# Exercise brief
Repeat every item below line for line, without changing anything.

╔══

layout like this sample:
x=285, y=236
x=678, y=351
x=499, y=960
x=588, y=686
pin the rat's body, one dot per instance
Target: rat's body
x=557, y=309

╚══

# Exercise output
layout like this sample:
x=285, y=236
x=678, y=351
x=499, y=960
x=588, y=686
pin the rat's body, one dot per instance
Target: rat's body
x=557, y=309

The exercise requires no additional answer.